▶ [Stated task]: Rewrite the entries in the part that opens with the line containing "Where is each instance of the white collared" and closes with the line containing "point(771, 345)", both lines included and requests kept, scaling the coordinates in every answer point by 0.85 and rounding to whole numbers, with halves going up. Leave the sample points inside the requests unchanged.

[Location identification items]
# # #

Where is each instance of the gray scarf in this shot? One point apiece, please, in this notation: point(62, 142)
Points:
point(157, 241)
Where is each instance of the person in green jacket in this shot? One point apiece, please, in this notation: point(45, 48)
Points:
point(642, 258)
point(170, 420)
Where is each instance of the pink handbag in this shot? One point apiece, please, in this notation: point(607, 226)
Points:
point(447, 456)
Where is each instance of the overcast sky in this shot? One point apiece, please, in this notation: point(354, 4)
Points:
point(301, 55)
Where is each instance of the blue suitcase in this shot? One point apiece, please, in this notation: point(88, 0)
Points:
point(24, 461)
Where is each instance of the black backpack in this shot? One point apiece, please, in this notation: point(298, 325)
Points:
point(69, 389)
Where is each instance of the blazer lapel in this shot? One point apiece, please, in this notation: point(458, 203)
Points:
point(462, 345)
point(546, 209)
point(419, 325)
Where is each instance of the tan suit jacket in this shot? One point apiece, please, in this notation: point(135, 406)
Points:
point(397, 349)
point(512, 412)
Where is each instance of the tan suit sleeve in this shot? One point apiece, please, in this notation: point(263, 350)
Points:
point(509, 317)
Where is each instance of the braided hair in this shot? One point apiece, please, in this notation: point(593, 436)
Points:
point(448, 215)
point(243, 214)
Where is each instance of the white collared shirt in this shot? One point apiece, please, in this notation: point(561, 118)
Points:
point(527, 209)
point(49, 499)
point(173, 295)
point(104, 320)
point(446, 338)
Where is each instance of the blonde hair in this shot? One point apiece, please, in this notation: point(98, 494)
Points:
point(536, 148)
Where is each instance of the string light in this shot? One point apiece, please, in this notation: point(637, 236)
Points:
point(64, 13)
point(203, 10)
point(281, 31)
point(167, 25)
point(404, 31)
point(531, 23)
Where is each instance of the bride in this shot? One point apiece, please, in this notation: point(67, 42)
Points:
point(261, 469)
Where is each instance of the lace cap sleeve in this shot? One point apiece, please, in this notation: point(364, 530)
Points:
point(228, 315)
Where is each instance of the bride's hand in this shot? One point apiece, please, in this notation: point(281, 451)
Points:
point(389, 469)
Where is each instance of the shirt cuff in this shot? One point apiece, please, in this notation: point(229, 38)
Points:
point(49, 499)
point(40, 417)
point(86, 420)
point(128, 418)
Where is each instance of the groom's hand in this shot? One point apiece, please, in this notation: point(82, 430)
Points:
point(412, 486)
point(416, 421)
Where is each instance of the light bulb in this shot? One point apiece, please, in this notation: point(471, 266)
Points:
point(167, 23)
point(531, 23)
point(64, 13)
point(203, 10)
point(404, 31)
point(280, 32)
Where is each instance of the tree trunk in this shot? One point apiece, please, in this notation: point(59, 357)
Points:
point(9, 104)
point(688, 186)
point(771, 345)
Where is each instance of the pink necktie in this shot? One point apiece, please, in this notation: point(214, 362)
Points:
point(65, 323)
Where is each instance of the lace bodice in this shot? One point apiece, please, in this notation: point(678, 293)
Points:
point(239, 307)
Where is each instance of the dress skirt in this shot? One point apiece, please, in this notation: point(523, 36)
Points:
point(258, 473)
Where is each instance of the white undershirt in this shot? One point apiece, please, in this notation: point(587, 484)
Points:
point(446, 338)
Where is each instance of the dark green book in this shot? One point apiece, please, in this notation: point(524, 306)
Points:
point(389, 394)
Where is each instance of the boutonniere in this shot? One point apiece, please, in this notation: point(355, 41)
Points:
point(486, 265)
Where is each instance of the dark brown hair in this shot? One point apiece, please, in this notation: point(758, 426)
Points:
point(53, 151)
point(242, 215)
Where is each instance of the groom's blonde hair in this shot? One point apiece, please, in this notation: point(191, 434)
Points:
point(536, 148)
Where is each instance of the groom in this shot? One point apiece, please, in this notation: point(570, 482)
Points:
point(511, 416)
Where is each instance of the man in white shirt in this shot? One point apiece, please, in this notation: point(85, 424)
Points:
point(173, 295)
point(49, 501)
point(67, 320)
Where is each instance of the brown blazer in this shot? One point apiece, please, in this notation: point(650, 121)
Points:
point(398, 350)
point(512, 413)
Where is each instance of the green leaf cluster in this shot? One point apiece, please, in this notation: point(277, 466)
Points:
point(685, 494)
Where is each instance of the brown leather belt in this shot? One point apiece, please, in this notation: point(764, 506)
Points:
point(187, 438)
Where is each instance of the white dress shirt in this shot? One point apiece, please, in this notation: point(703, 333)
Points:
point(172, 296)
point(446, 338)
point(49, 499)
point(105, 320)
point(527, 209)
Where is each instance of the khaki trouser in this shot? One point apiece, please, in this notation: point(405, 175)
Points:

# # #

▶ [Answer below]:
Where is each instance of the white collared shirt in this shot? One point apiece, please, in this notation: point(561, 118)
Points:
point(448, 178)
point(42, 424)
point(147, 251)
point(88, 272)
point(379, 287)
Where is each instance of the blonde hair in this shot? One point apiece, please, in this notation: point(98, 494)
Points:
point(456, 126)
Where is each instance of the string light in this shot? One point apiece, please, in this notation: point(637, 236)
Points:
point(54, 11)
point(173, 9)
point(239, 26)
point(142, 21)
point(343, 26)
point(451, 20)
Where is each instance of the bride in this shot? One point apiece, please, in this notation: point(67, 42)
Points:
point(222, 399)
Where is each instance of the lace cap sleeve in this shot? One point apiece, please, in this notation: point(364, 530)
Points:
point(194, 268)
Where is each instance of the bride's hand in this shot? One point apiece, please, in this notation: point(281, 451)
Points:
point(331, 399)
Where is each instance of the shirt cuff in this shot? One point apiece, please, in this notation: point(229, 38)
Points:
point(42, 424)
point(34, 354)
point(73, 357)
point(109, 355)
Where is each instance of the groom's hand in this shot? One point apiece, please, in this notation: point(82, 430)
Points:
point(350, 413)
point(354, 358)
Where is each instance of the light bulb in this shot? One point apiece, please, in this notation: point(471, 266)
Points:
point(142, 20)
point(451, 20)
point(54, 11)
point(173, 9)
point(343, 26)
point(238, 27)
Where is each instance of the tree trunk in this shot? One point apiece, please, in this notation: point(59, 357)
Points:
point(8, 88)
point(585, 158)
point(655, 293)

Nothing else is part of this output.